[Materials provided start]

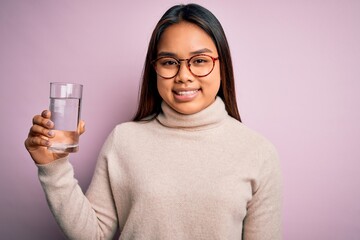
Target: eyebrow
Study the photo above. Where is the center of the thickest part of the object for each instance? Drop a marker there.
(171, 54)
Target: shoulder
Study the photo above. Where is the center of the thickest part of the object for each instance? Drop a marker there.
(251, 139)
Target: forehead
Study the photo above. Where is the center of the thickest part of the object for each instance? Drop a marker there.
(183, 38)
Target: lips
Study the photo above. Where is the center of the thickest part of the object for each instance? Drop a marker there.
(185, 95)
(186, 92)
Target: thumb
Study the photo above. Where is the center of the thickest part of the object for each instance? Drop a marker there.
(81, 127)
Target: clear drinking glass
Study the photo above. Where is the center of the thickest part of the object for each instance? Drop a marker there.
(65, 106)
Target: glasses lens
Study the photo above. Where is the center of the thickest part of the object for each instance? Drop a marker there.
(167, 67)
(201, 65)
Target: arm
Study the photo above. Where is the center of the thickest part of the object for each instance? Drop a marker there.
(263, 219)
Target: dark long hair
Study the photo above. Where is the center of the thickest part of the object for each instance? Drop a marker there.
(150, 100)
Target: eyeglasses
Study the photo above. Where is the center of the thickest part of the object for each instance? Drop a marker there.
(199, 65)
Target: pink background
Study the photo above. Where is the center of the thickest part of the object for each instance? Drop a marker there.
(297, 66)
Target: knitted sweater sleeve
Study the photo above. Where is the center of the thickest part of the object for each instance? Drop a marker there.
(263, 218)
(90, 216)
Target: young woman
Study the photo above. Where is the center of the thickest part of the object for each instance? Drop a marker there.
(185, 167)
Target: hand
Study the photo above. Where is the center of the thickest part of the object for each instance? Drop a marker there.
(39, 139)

[Materials provided end]
[Materials provided start]

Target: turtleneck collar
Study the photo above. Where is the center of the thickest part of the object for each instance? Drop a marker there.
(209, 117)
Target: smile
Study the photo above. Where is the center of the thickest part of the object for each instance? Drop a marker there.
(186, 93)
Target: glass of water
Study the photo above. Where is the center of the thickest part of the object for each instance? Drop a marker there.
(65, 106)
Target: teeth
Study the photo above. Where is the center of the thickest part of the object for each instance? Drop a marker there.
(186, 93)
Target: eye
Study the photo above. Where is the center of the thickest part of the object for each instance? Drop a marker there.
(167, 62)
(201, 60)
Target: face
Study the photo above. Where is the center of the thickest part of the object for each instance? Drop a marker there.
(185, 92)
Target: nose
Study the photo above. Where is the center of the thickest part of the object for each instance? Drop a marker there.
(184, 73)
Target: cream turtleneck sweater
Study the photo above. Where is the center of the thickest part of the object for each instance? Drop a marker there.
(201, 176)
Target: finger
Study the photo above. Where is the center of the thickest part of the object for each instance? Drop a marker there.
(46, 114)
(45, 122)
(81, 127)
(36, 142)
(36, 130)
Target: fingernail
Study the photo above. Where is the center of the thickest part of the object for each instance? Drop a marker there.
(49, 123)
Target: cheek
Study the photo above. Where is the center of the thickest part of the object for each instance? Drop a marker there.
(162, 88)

[Materials provided end]
[Materials provided start]

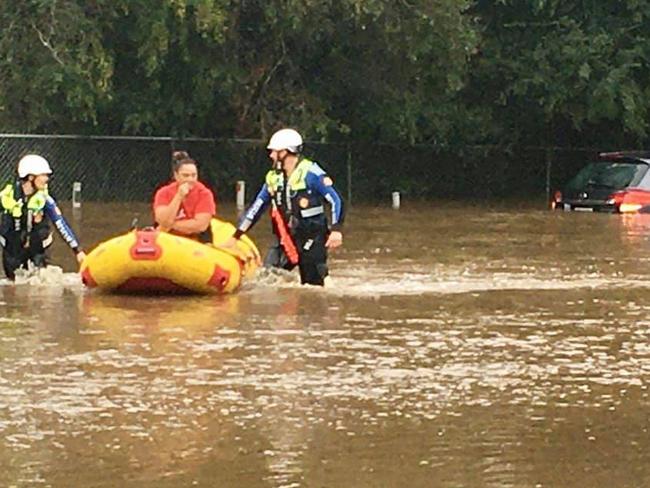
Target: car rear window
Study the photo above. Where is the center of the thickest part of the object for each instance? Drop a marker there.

[Materials provided end]

Exercise details
How many of the lines above contain the string "turtleneck"? Reply with the number alone.

Result of this exercise
2